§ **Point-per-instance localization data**
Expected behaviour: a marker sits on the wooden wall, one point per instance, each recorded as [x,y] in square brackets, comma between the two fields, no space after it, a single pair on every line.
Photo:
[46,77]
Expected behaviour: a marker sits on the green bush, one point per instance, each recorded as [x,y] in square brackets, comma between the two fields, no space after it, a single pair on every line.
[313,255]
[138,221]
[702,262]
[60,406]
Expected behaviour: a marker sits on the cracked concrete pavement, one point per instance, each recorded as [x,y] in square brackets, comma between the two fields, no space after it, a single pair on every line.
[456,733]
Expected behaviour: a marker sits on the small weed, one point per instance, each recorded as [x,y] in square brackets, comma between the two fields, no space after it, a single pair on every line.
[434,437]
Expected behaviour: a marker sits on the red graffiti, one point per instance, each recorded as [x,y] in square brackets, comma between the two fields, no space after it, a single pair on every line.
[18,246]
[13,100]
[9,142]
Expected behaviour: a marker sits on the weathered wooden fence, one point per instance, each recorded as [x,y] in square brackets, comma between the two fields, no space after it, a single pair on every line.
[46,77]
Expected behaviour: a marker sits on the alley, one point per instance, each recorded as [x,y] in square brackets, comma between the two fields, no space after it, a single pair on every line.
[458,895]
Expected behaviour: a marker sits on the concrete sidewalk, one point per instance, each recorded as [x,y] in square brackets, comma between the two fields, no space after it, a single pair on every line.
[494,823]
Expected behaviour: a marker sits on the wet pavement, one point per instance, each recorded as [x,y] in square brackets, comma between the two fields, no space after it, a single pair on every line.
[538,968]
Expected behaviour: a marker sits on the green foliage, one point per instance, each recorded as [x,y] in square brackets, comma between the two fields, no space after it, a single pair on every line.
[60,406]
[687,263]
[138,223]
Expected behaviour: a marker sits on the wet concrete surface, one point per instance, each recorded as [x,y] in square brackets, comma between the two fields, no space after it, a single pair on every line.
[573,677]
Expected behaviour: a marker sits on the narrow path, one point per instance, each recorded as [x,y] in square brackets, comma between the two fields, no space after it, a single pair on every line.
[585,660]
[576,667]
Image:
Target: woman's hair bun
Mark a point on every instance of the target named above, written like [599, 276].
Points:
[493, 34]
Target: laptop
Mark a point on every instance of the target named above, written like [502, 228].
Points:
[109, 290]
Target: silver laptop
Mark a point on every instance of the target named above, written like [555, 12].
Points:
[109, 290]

§ **Task prompt**
Please copy every line in the entries where "above" appears.

§ **Task answer**
Mark a point on every instance of the target named above, written like [599, 276].
Mark a point on every instance of the target named above, written like [502, 228].
Mark a point on every instance of the target named above, written like [555, 12].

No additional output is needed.